• Source passage:
============
Activist admonishes baboon torture at a Nairobi laboratory

18 Aug 2014

A Britain-based animal rights activist has urged the Kenyan government to stop harmful research being done in the country using baboons, failure to which the government risks losing millions of shillings in research grants from foreign charities.

World famous primatologist Jane Goodall said Kenya should deny foreign scientists the chance to harm, kill and torture baboons at the Institute of Primate Research in Kenya.

This follows an 18-month investigation carried out by the British Union Against Vivisection (BUAV) that uncovered how baboons are captured and subjected to numerous medical trials at the Nairobi-based institute.

“They are held under conditions which seriously compromise their welfare and breach international guidelines — including those of the European Directive and the International Primatological Society — where they are subjected to disturbing experiments by visiting researchers from the USA and Europe,”she said.

In a statement widely covered by the British press, Dr Goodall said that some baboons were housed in isolation in small, barren metal cages with no enrichment.

She said this was as a result of Kenya’s outdated and hopelessly inadequate animal laws relating to animal experiments.

“I was shocked and deeply distressed to see these intelligent primates in videos that show in graphic detail the conditions endured by some of the baboons at the Institute of Primate Research in Nairobi. The conditions are far removed from the conditions dictated by today’s animal welfare guidelines. In most countries these conditions would not be tolerated and those responsible would be forced to clean up their act,” she said.

Dr Goodall recommended immediate closure of the facility and release of all baboons still held there.

Ian Redmond, a UN Messenger of Peace and a distinguished field biologist and conservationist, said since wildlife tourism is one of the mainstays of Kenya’s economy, the country risked losing revenue from millions of tourists with happy memories of watching the fascinating behaviour of baboon family life if the tourists learnt that these intelligent social animals were being abused in a biomedical laboratory in Kenya.

“Baboons and other primates have a role to play in Africa’s ecosystems (which benefit us all) and have no place in outdated research methods like this in the 21st century. I urge the Kenya government to end such invasive experiments before outraged tourists vote with their feet,” he added.

The covert probe showed that experiments carried out on wild baboons at the institute was often highly invasive, caused immense suffering and was sometimes fatal.

It included invasive brain surgery; stitching the wombs of female baboons shut so that their menstrual blood accumulates over many weeks into a large abdominal mass in an attempt to trigger painful endometriosis and infecting baboons with malarial parasites. In some experiments, infection was allowed to run its full course until all the baboons died.

In December 2013, Newcastle University announced that it would end its involvement in controversial research on wild-caught baboons at the Nairobi laboratories after the BUAV investigation uncovered that researchers bypassed UK law (which banned the use of wild-caught primates in research in 1995) and travelled to Kenya to carry out prohibited experiments using wild animals.

This was also found to be abreach of guidance by UK funding bodies, which require UK researchers to maintain UK welfare standards when carrying out experiments abroad.

“The BUAV is calling on the Kenyan government to take a stand and dissociate itself from the cruelties by introducing a ban on the capture and use of wild primates for research,” said Dr Goodall.
============
• Information shown:

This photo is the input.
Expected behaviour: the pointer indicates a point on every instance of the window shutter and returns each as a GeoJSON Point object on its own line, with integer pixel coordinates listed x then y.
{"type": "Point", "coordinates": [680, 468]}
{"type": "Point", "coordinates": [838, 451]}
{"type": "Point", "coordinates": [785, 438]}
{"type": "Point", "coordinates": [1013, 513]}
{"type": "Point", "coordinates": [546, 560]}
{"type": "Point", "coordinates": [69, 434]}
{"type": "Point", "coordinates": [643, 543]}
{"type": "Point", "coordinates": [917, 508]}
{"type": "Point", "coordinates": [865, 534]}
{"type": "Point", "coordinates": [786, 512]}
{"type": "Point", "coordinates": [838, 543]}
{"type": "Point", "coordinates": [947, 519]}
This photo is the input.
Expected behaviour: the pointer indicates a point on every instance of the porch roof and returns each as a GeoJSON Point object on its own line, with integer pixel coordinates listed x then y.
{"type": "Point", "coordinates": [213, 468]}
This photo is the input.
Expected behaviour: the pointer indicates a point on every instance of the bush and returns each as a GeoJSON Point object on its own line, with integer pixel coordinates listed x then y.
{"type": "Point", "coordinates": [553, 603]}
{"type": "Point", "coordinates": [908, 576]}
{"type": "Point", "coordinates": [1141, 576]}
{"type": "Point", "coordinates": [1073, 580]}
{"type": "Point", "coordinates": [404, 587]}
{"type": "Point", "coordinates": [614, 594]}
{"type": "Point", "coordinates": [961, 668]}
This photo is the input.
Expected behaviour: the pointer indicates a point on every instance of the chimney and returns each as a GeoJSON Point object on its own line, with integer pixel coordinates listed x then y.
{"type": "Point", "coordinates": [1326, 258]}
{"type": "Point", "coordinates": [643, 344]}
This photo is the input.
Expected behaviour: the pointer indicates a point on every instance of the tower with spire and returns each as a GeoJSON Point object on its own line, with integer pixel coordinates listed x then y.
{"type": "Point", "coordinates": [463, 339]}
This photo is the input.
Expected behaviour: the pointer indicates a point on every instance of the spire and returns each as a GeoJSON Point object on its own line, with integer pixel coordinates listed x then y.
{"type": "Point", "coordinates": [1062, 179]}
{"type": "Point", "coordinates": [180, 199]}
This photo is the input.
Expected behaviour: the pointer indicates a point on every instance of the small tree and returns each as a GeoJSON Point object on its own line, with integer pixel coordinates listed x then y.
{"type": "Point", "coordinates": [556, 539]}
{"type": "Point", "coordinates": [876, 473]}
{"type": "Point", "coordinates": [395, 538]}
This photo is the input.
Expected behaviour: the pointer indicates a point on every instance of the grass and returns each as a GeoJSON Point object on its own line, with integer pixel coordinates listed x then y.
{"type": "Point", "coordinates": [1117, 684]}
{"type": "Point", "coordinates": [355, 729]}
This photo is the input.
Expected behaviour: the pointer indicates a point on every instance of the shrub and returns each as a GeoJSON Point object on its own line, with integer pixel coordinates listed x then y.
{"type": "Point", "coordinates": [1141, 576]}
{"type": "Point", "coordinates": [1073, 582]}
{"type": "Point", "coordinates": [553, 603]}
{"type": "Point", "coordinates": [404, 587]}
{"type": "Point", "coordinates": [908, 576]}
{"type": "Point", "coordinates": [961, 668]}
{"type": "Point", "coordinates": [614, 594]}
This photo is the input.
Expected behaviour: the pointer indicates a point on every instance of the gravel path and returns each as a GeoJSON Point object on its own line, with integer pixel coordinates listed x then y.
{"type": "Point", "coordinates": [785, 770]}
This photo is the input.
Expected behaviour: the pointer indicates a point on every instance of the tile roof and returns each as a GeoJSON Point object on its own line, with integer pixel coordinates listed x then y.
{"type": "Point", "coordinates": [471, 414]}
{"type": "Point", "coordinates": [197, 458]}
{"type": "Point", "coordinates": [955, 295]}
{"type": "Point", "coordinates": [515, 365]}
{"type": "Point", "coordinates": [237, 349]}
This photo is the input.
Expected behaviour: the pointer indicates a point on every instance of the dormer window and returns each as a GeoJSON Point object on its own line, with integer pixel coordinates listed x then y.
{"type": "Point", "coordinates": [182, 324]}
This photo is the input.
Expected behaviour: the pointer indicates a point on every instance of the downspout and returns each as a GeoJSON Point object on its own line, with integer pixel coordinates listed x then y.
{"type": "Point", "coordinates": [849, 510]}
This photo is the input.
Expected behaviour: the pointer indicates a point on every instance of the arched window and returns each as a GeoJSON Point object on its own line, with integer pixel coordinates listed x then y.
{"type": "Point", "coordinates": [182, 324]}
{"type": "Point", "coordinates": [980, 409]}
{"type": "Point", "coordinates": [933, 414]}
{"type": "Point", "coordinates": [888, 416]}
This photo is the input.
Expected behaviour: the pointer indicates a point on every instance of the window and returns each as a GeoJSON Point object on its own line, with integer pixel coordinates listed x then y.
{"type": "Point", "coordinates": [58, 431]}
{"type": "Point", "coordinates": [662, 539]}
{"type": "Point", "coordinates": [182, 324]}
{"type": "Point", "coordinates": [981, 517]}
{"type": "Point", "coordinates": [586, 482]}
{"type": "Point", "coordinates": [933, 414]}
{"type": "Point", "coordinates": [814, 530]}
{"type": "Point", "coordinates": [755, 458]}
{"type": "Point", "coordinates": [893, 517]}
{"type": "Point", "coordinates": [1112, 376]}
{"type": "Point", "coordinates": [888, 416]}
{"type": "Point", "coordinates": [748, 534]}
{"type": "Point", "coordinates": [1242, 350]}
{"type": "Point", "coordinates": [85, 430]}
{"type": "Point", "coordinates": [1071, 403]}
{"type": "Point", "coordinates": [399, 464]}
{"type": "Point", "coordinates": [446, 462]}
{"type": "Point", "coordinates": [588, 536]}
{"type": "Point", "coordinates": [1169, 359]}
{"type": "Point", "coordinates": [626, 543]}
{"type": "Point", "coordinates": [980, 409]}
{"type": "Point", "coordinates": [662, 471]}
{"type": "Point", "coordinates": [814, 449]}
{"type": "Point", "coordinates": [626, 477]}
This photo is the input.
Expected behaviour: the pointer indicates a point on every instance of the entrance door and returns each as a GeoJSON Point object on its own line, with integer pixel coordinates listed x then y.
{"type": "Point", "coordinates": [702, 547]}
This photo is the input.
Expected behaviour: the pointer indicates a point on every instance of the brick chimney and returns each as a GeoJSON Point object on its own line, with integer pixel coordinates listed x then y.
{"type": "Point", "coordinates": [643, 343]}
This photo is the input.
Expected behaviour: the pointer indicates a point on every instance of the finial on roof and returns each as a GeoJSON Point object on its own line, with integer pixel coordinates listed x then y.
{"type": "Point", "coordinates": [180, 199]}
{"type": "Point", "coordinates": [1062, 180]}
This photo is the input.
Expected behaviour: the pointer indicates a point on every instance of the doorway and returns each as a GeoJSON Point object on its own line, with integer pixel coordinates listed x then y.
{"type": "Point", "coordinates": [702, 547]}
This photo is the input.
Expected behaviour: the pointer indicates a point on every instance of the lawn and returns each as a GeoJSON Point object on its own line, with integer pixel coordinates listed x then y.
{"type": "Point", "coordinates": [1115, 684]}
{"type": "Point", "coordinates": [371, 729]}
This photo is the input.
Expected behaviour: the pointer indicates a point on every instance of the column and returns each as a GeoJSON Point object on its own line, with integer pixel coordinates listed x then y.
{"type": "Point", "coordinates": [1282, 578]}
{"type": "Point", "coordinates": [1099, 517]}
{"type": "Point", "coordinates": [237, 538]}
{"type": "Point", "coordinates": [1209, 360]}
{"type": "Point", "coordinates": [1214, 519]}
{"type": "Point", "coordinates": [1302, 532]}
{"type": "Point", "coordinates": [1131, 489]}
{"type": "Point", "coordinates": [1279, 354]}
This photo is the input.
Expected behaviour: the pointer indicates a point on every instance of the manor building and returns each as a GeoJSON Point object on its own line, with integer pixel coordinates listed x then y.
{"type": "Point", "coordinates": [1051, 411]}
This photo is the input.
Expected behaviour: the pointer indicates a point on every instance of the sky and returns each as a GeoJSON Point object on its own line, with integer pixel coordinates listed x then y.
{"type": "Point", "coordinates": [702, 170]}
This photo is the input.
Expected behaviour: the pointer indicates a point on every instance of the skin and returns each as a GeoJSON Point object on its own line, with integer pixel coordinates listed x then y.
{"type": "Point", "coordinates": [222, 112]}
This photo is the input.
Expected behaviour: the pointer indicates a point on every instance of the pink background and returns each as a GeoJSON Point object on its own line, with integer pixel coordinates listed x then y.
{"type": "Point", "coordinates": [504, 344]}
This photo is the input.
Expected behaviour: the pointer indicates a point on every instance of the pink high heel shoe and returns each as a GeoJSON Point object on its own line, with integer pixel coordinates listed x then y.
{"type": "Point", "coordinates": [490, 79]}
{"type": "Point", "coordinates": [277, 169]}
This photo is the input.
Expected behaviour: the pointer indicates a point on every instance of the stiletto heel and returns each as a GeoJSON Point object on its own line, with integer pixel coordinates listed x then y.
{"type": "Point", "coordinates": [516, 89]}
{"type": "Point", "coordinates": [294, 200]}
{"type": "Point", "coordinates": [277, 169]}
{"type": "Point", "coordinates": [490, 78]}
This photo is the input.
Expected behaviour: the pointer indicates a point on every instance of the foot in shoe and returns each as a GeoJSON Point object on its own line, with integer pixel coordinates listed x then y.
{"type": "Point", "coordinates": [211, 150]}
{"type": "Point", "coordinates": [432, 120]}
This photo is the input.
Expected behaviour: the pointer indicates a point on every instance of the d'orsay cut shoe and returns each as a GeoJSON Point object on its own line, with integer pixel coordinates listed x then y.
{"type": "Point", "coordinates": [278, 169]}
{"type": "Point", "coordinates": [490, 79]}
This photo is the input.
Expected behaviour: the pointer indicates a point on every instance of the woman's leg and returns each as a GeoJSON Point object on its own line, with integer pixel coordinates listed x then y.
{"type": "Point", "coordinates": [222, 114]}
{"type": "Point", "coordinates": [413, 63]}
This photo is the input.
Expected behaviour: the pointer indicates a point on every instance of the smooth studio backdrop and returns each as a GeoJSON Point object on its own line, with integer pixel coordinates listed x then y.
============
• Exercise prompt:
In the article on baboon research in Nairobi, when did Newcastle University say it would end its involvement in the research on wild-caught baboons? These rows have nothing to do with the article on baboon research in Nairobi.

• Solution for this problem:
December 2013.